Provided records:
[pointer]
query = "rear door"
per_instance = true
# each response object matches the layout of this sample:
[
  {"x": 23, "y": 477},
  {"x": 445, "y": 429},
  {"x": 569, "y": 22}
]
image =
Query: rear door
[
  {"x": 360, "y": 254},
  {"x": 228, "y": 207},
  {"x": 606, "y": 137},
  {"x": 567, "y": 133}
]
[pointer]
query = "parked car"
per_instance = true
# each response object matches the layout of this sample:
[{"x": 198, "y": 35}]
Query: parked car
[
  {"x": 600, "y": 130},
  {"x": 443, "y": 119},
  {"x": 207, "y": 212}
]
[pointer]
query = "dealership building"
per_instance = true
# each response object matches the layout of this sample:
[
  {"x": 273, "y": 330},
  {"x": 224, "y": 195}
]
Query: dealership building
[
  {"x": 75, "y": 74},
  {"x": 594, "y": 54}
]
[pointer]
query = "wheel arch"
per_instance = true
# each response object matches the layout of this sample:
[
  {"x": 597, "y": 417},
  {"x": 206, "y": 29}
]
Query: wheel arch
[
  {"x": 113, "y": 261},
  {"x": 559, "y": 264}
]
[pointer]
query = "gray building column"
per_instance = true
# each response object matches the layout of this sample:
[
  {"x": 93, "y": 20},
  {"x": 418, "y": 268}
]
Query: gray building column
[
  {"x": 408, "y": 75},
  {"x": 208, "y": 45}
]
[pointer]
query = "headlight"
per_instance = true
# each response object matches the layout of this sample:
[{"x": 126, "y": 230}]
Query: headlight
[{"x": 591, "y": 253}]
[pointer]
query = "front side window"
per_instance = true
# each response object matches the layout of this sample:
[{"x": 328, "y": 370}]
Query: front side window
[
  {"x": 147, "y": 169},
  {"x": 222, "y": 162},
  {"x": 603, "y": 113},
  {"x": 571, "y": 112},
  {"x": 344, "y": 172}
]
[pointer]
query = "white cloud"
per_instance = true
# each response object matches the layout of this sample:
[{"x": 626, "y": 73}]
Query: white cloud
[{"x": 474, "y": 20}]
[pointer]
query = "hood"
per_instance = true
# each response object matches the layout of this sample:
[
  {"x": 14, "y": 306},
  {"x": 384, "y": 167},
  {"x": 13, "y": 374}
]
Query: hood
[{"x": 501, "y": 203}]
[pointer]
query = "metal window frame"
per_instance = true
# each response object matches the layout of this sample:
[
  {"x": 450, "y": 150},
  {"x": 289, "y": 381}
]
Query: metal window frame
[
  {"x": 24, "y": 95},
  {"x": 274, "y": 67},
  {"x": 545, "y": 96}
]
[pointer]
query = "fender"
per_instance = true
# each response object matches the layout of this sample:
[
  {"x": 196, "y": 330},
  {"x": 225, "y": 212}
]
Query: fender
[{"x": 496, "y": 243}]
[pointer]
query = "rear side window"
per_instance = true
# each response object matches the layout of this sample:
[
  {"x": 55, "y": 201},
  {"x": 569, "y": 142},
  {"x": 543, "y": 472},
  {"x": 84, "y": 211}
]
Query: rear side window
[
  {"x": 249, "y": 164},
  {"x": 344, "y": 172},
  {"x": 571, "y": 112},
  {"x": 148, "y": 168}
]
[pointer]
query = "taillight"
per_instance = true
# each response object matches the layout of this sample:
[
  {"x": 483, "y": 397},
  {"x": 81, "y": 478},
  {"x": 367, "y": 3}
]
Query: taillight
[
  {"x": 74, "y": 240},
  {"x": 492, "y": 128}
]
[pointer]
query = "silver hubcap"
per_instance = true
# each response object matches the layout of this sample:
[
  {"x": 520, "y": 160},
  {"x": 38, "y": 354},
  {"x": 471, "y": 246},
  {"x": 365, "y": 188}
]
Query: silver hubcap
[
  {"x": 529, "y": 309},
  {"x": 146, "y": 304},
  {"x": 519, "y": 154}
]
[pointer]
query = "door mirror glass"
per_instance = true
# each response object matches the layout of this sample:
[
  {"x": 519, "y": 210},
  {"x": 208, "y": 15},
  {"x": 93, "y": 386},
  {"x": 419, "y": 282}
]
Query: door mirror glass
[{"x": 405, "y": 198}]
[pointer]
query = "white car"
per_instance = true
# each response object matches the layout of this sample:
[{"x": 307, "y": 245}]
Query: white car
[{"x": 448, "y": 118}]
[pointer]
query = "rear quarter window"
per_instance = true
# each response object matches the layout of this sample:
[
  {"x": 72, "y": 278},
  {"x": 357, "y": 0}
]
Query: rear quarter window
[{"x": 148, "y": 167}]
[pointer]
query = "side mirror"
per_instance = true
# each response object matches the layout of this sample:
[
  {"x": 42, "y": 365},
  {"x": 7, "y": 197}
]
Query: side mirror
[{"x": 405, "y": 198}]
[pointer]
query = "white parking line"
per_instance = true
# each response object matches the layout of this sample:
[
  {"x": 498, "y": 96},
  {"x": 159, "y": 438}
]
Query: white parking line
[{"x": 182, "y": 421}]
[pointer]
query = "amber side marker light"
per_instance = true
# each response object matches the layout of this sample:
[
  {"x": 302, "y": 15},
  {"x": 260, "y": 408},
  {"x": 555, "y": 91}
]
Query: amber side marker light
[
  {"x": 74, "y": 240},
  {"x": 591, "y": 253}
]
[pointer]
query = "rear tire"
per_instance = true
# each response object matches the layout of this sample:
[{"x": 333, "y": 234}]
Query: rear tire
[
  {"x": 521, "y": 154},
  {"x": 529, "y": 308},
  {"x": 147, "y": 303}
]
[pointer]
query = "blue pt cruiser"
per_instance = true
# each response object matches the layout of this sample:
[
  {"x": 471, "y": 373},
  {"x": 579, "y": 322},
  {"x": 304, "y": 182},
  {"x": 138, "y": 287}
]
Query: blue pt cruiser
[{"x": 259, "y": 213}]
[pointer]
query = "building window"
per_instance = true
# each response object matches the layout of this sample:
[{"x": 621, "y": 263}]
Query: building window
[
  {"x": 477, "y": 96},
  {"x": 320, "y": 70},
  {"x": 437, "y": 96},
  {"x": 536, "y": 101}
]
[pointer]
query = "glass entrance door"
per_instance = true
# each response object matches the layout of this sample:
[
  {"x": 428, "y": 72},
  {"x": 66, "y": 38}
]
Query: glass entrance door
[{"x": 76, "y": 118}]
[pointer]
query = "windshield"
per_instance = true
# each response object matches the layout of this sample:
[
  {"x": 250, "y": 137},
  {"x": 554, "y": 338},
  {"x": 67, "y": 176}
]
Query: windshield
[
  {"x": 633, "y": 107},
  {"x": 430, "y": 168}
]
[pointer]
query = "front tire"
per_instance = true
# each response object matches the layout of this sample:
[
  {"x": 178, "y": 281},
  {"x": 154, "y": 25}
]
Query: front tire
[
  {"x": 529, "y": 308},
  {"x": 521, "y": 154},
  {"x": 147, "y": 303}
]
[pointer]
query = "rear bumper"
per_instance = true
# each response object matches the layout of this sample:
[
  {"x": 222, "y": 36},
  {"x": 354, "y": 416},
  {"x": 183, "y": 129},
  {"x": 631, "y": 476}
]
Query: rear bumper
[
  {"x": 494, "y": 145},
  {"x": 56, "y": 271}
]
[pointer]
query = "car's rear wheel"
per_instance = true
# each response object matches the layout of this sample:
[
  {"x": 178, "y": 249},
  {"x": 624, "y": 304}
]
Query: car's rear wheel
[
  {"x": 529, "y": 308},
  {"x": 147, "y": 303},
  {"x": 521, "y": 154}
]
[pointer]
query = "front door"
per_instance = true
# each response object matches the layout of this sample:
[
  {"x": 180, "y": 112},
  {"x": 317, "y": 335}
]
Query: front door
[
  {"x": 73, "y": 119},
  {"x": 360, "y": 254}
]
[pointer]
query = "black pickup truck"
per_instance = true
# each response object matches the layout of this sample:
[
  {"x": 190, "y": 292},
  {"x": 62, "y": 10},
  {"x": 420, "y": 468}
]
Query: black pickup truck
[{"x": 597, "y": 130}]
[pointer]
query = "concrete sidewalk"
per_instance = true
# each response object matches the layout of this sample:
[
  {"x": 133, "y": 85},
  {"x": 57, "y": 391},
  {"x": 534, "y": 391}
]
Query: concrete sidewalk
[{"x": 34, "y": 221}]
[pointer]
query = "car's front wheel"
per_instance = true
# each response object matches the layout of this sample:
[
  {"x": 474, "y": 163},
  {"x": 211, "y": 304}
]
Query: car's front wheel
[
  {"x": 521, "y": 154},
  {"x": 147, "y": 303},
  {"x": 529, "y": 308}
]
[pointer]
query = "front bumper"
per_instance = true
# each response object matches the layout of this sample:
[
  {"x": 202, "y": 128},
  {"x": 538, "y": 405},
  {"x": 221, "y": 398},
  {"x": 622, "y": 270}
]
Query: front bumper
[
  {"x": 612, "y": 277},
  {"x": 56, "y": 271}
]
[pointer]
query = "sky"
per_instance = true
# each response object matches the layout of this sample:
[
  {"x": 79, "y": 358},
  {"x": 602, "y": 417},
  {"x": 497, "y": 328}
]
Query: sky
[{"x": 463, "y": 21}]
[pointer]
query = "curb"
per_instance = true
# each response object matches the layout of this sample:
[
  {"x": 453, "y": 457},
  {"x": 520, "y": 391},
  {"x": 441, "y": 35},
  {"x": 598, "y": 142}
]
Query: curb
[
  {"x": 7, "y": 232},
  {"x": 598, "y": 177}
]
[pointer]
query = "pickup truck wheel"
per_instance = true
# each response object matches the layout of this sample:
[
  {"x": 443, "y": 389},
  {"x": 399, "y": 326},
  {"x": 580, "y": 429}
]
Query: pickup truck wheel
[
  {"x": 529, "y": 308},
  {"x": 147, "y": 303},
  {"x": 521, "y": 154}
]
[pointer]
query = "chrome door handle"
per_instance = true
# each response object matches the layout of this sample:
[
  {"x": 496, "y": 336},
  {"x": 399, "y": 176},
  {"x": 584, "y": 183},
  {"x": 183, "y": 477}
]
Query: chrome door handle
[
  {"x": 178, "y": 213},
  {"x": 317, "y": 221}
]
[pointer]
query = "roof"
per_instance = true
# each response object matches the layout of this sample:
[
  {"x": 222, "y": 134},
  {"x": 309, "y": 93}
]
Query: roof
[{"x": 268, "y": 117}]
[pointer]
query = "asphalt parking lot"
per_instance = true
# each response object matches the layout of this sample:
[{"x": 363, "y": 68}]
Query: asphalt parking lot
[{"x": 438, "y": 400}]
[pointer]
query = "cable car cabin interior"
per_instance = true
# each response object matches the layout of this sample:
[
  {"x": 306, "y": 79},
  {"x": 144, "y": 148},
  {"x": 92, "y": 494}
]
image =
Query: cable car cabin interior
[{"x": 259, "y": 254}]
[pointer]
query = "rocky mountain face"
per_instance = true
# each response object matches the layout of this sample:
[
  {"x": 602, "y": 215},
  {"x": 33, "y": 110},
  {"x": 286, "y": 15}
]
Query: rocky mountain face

Your goal:
Return every line of the records above that contains the word "cabin", matching case exactly.

Problem solution:
query = "cable car cabin interior"
Query: cable car cabin interior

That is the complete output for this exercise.